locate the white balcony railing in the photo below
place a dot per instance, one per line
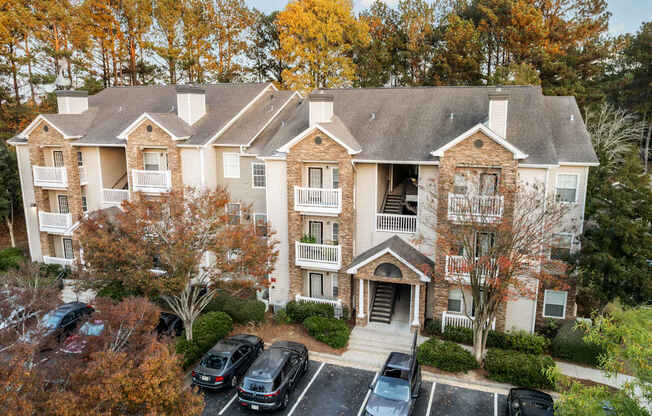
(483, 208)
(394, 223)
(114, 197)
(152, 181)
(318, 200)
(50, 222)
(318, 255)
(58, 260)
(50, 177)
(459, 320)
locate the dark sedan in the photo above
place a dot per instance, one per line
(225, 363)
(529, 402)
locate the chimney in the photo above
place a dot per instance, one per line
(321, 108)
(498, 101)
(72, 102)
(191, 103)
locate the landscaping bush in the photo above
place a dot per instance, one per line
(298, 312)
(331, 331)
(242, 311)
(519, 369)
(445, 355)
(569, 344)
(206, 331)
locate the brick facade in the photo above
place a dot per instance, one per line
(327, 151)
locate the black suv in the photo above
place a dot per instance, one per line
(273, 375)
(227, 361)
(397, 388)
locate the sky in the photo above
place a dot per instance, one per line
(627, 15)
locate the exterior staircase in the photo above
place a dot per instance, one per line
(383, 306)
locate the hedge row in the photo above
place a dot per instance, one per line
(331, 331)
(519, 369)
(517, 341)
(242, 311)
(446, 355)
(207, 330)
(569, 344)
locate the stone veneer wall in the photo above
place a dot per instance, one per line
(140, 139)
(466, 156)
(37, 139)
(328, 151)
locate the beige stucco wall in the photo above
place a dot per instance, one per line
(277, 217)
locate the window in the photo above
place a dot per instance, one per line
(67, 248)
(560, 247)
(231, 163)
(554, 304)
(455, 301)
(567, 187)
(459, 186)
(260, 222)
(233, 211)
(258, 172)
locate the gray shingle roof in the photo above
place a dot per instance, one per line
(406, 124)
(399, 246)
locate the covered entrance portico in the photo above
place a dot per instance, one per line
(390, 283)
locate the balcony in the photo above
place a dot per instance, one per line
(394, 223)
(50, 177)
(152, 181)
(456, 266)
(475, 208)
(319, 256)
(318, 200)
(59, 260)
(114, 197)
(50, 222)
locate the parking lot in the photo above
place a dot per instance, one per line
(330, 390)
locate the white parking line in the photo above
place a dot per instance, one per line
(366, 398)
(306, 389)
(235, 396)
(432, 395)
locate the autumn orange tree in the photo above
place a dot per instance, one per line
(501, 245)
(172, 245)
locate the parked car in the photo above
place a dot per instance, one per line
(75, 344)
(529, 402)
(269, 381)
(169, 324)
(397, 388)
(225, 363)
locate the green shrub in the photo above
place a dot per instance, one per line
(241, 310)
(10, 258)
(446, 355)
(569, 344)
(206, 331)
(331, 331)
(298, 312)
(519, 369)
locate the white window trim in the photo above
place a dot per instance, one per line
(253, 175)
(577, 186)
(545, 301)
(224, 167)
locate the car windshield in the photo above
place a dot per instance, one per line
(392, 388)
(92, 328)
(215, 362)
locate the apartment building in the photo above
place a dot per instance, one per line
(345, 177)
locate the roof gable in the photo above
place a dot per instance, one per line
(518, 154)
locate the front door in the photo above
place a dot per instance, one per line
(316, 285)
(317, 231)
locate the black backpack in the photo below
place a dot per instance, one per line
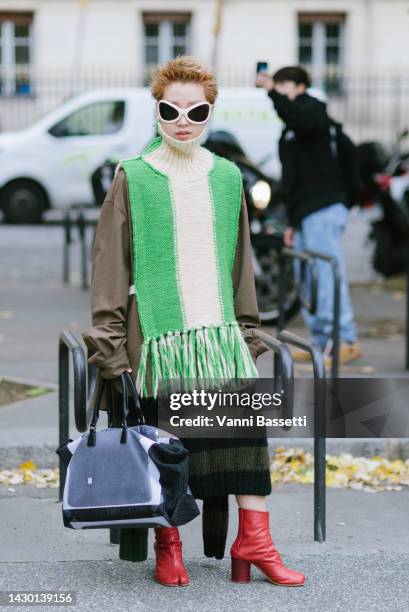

# # #

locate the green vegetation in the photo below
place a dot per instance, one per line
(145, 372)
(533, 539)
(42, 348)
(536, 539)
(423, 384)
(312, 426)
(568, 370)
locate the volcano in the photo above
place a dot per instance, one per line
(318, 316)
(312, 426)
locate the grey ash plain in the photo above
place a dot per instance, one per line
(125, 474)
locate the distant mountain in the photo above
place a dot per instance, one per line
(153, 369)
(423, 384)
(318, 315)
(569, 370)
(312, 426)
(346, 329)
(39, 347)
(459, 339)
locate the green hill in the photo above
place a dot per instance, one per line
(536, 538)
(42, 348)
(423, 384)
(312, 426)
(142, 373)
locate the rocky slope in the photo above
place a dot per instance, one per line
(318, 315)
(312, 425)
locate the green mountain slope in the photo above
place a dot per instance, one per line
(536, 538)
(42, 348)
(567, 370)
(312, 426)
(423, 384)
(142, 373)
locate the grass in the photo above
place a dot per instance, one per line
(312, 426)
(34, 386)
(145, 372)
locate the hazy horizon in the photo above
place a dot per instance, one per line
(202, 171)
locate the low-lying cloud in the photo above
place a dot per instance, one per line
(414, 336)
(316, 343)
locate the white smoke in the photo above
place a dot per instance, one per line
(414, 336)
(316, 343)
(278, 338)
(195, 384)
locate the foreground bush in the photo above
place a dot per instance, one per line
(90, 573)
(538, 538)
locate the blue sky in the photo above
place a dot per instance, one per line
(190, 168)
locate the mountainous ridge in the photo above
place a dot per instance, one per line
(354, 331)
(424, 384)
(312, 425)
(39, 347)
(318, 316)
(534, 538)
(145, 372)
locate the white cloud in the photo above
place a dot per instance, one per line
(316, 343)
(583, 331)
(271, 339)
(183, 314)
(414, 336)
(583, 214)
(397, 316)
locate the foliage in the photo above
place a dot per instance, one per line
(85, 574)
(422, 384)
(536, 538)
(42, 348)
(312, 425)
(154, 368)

# # #

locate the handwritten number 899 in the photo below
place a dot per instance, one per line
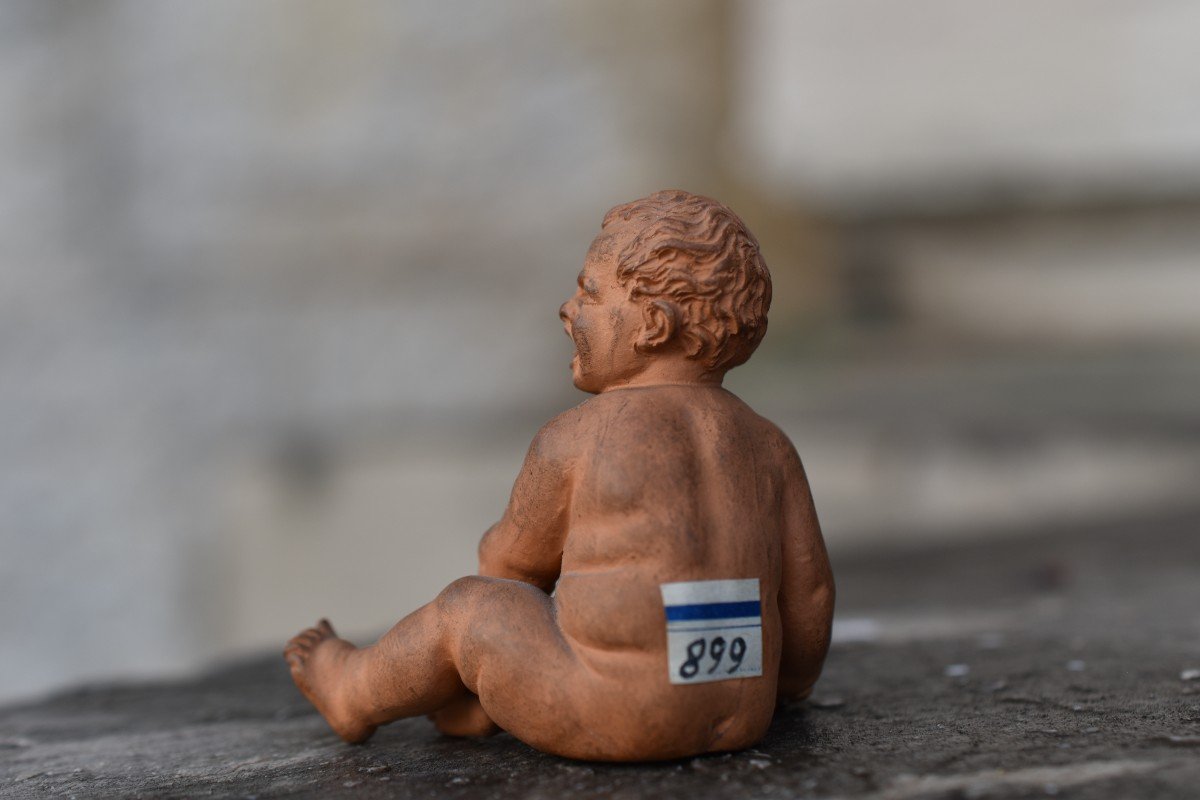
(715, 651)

# # #

PROBLEM DETAILS:
List each line in the items above that contains the string "roof", with case counting.

CORRECT ANSWER:
locate the gray shingle roof in the photo above
locate the roof gable in the photo above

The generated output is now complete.